START Passage for review

What does Representation of people’s act say on Office of profit?

  • RPA doesn’t clearly define what constitutes an office of profit.
  • Under section 9 (A) of the Representation of People's Act, elected representatives, MLAs or MPs being, public servants, cannot hold an office of profit.
  • Being left undefined, the section has often found itself in a conundrum of political allegations, questioning credibility of Election commission and frequent judicial interventions.

How do courts decide on ‘office of profit’?

  1. Supreme Court in Jaya Bachchan vs Union of India(2006) define office of profit as any office capable of yielding a profit or pecuniary gain
  2. In Swapan Roy vs Pradyut Bordoloi case (2001), SC has laid down certain parameters to check whether an office constitutes office of profit or not:                   
  3. Whether government has appointed?
  4. Whether government has power to dismiss or remove?
  5. Is government paying the remuneration?
  6. Whether government determines or controls functions of such office?
  7. Whether functions are performed for the government?

What does not constitute an Office of profit?

END Passage for review

Please answer these questions from the passage on office of profit:
(a) Which section of the Representation of People's Act bars elected representatives from holding an office of profit?
(b) In which case did the Supreme Court define office of profit as any office capable of yielding a profit or pecuniary gain?
(c) In which case did the Supreme Court lay down parameters for checking whether an office constitutes an office of profit?

START Information

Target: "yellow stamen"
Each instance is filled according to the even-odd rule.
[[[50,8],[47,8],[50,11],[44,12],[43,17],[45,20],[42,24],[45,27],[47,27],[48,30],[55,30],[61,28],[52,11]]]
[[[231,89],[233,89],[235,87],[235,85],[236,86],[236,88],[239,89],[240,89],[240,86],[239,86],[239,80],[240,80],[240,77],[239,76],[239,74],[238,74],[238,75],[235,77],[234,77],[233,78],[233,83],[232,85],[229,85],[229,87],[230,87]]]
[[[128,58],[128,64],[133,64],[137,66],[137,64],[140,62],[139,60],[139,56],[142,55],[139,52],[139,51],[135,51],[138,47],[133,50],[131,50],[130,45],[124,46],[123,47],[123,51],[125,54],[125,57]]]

END Information

Expected output:
(a) Section 9 (A)
(b) Jaya Bachchan vs Union of India (2006)
(c) Swapan Roy vs Pradyut Bordoloi (2001)